Challenge
Extract each record and reproduce it exactly.

Material supplied
▶
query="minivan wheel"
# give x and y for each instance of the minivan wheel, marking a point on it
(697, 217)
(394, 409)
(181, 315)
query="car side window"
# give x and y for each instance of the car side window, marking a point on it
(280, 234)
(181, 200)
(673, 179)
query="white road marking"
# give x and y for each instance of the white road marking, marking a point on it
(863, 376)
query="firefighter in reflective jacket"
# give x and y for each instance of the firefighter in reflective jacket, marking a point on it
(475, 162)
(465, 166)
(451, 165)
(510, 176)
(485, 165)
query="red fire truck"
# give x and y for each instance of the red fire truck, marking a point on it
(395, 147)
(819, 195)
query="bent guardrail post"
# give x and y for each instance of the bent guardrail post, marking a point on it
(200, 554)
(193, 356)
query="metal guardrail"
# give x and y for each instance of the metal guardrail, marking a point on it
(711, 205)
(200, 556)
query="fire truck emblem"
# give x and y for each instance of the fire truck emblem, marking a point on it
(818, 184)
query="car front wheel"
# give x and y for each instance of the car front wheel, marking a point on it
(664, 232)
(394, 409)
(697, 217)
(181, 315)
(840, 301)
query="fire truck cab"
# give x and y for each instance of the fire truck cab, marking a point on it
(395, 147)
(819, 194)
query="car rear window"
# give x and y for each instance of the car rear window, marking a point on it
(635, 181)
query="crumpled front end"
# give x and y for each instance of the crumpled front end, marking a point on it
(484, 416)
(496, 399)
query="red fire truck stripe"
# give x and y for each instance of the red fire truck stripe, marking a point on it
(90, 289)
◀
Response for this exercise
query="minivan wheel"
# give x and y for each instance of the minivan wheel, marking a point on it
(697, 217)
(394, 409)
(181, 315)
query="car side window"
# give x and y for each instance of the car side window, marking a point on it
(280, 234)
(181, 200)
(673, 179)
query="white road marking"
# give x and y for each instance of the white road marking, marking a point on it
(863, 376)
query="firefighter in reflective jacket"
# give x and y for each instance of the firefighter in reflective jacket, marking a point on it
(475, 162)
(465, 166)
(451, 165)
(510, 176)
(485, 165)
query="red fire truck"
# give x and y for each instance of the red fire truck, marking a point on it
(395, 147)
(819, 195)
query="bent guardrail post"
# give x and y for each instance of the bent guardrail post, marking a point on it
(200, 554)
(193, 356)
query="metal guardrail"
# give x and y for each instance of the metal guardrail, marking a point on it
(711, 205)
(200, 556)
query="fire truck emblem"
# give x and y for each instance of the fire truck emblem, marking a point on it
(818, 184)
query="car front wheel"
# give x and y for each instance of the car front wheel, marking a point on it
(664, 232)
(394, 409)
(697, 217)
(181, 315)
(840, 301)
query="fire truck cab"
# give x and y for each instance of the fire truck cab, marking a point on it
(395, 147)
(819, 194)
query="car rear window"
# give x and y for each instance of the car rear window, marking a point on it
(635, 181)
query="crumpled front end"
# give x and y for each instance of the crumpled front end, marking a point on it
(484, 416)
(496, 399)
query="red fire truck stripe"
# give x and y for each instance of the red fire truck stripe, marking a point on it
(90, 289)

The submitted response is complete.